◆ Bloco de texto:
■ ■ ■ ■ ■ ■ ■

Seria um aglomerado urbano a mais da burguesia comercial nascente não tivesse ali acontecido algo extraordinário.
Em 1306, nesta pequena cidade, um filho da burguesia nascente, jovem e cheio de sonhos, após tentar conquistar título de nobreza participando de guerras e após um período prisioneiro numa destas guerras, abandona o projeto de seu pai e de seus amigos e vai viver com os pobres e cuidar de doentes, de modo especial, hansenianos, na época, chamados leprosos.
E o nome do Jovem era Francisco.
Na prisão o jovem Francisco conheceu o Evangelho de uma forma diferente. Descobrira outro Jesus, próximo, fraternal, irmão dos pobres, questionador da riqueza e da fama.
Francisco saiu da cadeia e não mais se sentiu bem nas festas de suas turmas e nem na venda de tecidos do mercado de seu pai, nem mais aspirou fama e ascensão social servindo nobres em guerras entre irmãos.
Aí encontrou um leproso, e o beijou e abraçou. E depois deste beijo e deste abraço no hanseniano desprezado e excluído, assumindo o risco de contaminar-se, passou a ser rejeitado por todos, chamado de louco, afastado do convívio dos seus.
Também para ele, depois daquele dia, nada mais seria igual e seus olhos passaram a ver o mundo, as pessoas e as coisas com outra ótica.

■ ■ ■ ■ ■ ■ ■

◆ Material a processar:
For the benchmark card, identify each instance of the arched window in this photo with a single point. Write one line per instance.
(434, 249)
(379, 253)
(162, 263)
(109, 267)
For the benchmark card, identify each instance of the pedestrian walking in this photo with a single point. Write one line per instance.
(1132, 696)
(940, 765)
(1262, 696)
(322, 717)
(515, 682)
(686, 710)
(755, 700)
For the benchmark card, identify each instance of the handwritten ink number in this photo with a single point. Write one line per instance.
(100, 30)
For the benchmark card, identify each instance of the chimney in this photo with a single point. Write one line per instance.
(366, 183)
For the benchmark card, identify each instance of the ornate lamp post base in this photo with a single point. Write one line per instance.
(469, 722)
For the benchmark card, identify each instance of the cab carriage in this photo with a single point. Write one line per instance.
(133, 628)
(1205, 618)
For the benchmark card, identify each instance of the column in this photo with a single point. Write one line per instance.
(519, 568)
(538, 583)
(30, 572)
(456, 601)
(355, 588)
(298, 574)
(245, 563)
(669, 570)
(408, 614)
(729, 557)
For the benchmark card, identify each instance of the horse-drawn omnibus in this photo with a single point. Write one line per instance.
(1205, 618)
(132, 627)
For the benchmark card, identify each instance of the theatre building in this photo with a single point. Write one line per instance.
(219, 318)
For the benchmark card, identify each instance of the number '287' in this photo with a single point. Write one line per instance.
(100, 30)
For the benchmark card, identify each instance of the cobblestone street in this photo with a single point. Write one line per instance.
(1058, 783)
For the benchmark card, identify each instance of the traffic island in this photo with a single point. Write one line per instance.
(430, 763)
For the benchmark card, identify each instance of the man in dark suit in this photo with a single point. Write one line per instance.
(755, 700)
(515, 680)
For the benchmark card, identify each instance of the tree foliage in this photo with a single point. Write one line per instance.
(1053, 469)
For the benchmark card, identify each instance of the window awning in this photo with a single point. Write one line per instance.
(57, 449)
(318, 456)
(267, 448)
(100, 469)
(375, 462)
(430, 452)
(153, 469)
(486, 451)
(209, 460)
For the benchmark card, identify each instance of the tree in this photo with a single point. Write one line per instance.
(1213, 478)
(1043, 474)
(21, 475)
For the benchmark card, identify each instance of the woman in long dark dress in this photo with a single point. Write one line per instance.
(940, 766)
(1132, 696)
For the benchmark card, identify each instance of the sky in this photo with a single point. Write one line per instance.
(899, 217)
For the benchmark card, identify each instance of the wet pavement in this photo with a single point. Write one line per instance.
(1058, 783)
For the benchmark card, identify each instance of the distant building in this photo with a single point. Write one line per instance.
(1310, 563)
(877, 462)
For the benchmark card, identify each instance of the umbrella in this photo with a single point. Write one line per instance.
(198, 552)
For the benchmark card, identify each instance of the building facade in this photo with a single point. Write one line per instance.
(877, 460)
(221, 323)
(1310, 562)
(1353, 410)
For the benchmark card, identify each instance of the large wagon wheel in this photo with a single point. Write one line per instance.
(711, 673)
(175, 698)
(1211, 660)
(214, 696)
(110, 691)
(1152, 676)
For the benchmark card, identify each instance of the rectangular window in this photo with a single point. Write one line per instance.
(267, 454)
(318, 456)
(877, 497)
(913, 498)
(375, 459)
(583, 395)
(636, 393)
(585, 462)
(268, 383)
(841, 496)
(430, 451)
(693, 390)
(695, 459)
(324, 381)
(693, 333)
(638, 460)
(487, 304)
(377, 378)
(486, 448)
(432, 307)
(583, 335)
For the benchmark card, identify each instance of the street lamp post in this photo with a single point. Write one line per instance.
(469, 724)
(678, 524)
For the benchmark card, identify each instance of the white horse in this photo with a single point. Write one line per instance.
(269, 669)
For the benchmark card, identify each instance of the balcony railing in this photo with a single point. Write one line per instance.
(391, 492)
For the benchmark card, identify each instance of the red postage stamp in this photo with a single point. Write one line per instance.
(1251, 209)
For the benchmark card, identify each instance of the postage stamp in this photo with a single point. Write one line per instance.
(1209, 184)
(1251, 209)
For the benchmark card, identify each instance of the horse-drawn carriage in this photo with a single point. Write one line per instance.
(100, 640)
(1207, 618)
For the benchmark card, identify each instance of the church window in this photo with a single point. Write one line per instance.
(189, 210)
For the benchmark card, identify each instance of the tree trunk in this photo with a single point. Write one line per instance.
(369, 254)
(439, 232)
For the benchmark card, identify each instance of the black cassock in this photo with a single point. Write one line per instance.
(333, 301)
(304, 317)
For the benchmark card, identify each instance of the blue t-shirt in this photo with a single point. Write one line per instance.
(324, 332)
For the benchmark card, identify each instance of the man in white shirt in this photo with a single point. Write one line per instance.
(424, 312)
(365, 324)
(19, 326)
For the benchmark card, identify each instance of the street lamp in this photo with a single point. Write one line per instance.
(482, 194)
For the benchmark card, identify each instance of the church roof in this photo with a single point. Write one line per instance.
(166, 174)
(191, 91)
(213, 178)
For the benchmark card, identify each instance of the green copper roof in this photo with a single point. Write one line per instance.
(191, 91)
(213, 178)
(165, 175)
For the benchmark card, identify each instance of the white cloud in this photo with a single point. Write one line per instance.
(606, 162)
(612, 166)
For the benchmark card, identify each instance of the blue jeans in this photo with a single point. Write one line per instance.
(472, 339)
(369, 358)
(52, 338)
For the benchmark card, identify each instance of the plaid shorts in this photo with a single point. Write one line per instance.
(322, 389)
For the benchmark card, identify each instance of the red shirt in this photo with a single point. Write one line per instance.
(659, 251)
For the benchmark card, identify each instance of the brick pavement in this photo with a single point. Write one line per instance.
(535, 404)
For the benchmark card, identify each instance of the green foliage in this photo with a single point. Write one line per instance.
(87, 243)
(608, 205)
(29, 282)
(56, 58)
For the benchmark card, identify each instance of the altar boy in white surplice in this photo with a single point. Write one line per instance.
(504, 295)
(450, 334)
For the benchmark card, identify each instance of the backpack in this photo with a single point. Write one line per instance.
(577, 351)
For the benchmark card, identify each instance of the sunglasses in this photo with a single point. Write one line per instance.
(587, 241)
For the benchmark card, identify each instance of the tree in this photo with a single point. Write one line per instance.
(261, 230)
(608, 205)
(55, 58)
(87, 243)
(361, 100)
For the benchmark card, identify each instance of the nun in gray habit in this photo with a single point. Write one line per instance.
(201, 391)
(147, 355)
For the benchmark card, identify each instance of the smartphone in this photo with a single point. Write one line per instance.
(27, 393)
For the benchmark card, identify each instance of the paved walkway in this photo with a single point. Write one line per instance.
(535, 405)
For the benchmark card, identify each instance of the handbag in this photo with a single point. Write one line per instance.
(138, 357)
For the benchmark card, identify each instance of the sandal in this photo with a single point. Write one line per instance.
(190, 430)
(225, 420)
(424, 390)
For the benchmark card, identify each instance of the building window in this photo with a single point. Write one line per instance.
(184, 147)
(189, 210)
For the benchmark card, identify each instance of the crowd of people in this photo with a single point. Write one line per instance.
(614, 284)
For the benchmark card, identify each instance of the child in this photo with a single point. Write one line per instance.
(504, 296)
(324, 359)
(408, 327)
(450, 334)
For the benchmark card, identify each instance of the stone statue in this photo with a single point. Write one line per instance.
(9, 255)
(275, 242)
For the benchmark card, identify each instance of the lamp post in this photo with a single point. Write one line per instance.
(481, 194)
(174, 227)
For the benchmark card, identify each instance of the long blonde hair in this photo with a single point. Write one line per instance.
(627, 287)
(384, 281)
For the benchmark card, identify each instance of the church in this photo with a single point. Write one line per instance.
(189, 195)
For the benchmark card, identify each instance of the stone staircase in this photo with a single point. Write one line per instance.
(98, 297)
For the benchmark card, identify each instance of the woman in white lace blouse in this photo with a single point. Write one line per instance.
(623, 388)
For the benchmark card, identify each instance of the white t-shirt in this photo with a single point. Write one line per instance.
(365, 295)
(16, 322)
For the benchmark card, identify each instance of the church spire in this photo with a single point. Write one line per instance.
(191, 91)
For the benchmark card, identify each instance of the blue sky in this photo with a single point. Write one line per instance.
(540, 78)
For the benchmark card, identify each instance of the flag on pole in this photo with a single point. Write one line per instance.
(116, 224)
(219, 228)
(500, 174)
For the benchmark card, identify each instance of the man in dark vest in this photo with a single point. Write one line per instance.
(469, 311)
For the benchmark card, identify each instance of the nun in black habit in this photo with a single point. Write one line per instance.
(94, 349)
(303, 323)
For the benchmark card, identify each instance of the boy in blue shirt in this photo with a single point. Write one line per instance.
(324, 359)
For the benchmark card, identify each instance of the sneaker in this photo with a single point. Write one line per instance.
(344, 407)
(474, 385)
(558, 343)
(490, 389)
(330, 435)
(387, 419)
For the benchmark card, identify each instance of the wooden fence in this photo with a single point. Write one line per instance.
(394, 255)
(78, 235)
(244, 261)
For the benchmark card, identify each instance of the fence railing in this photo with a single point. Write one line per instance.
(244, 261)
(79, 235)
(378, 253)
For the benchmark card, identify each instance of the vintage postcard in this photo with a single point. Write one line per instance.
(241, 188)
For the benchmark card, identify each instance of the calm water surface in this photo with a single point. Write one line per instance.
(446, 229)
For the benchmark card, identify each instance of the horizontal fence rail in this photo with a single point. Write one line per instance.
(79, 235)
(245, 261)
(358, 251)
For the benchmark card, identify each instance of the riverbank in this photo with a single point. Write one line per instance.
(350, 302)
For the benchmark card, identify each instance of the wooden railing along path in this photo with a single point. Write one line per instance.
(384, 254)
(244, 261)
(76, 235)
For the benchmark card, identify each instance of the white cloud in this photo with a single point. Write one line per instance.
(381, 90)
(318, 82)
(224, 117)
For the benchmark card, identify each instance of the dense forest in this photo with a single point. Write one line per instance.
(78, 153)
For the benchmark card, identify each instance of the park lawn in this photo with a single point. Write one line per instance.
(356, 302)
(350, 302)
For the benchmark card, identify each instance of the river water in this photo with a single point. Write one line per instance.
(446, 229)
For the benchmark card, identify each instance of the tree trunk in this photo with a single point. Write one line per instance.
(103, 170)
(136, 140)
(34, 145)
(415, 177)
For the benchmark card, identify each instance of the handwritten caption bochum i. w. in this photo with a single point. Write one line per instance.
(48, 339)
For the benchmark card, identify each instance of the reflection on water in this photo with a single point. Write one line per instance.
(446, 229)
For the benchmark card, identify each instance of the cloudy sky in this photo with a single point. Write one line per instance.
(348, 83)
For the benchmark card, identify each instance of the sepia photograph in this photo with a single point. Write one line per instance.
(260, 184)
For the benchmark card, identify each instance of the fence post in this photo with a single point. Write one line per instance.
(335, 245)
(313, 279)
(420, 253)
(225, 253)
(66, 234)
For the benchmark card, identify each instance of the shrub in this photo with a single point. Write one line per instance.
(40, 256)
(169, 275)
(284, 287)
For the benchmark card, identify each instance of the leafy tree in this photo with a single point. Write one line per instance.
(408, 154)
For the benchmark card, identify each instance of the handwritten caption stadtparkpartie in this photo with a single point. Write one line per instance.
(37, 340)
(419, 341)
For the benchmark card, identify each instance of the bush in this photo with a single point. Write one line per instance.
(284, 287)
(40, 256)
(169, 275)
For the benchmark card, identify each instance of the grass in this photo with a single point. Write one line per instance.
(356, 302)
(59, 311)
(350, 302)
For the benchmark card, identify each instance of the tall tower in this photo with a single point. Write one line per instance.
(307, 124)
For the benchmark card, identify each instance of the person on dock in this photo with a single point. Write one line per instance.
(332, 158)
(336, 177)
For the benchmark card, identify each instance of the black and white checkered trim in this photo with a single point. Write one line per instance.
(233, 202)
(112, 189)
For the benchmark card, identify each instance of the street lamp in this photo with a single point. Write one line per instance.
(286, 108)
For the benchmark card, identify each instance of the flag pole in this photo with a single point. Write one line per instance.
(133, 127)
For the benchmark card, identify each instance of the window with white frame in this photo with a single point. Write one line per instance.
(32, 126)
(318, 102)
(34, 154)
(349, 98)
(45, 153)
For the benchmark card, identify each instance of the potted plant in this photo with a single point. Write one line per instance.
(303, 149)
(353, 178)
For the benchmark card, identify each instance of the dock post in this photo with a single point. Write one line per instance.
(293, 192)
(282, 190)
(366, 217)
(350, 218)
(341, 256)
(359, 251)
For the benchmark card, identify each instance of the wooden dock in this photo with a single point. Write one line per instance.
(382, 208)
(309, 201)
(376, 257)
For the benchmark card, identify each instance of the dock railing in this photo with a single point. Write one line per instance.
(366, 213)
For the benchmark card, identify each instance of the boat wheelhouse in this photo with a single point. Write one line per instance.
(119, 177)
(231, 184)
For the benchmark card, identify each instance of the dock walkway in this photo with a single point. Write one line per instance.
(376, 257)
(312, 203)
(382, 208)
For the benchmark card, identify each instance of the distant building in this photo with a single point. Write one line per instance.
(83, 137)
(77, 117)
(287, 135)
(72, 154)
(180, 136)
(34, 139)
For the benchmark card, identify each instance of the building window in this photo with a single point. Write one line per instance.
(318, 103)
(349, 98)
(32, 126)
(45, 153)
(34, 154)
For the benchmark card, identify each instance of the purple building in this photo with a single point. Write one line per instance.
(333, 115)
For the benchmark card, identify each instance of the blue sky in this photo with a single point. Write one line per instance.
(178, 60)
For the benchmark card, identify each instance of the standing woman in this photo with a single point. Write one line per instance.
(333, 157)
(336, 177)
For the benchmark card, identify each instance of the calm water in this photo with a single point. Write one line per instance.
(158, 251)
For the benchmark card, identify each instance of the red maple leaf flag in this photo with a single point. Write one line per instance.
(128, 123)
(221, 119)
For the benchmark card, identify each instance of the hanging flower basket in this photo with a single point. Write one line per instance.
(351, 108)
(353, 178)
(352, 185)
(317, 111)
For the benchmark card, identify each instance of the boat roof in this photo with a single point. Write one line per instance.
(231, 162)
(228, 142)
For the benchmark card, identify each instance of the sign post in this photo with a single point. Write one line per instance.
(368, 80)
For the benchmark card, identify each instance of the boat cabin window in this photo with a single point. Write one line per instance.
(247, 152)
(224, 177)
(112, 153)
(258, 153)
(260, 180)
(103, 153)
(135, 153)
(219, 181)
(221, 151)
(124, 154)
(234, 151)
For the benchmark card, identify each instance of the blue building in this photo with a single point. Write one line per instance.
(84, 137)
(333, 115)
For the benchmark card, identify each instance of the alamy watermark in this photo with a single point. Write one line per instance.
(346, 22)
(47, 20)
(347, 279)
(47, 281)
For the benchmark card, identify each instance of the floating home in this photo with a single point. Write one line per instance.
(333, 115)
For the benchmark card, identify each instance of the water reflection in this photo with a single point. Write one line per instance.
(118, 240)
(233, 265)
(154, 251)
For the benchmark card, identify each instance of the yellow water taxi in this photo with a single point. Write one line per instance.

■ ■ ■ ■ ■ ■ ■

◆ Enunciado 1:
Localize nos registros todas as linhas que contêm a palavra "pavement" e copie cada uma delas, diferenciando maiúsculas de minúsculas.
◆ Enunciado 2:
Dê seguimento ao texto sobre o jovem Francisco a partir da última frase apresentada.

◆ Resposta esperada 1:
For the benchmark card, identify each instance of the wet pavement in this photo with a single point. Write one line per instance.
For the benchmark card, identify each instance of the brick pavement in this photo with a single point. Write one line per instance.

◆ Resposta esperada 2:
Clara, jovem da nobreza assisense, também abandona a casa e vai com Francisco atrás de outros sonhos.
Não deve ter sido nada fácil para aquela dupla de jovens enfrentar tudo e todos ancorados numa intuição e numa leitura nada convencional da Vida de Jesus, então narrada com pompas, glórias e reinados aos ditos cristãos dos tempos de então.
O pai de Francisco o deserdou em praça pública e o jovem tirou a roupa e também esta devolveu ao pai burguês da burguesia nascente e passa a dizer: “de hoje em diante direi apenas Pai Nosso que estais nos céus”.
Choque na sociedade assisense. Afronta ao capitalismo nascente, não com discursos, mas com prática real.
Os jovens rebeldes seguidores de Jesus confrontam também as práticas religiosas e sociais do feudalismo, já iniciando sua crise estrutural.
Juntam-se aos pobres e excluídos dos dois modelos em conflito: capitalismo comercial nascente dos burgueses e o feudalismo em início de crise da nobreza medieval. Intuiu Francisco, talvez, o que a burguesia nascente, da qual fez parte na juventude, seria capaz em sua sanha de acumular lucro, poder e riqueza nos séculos vindouros.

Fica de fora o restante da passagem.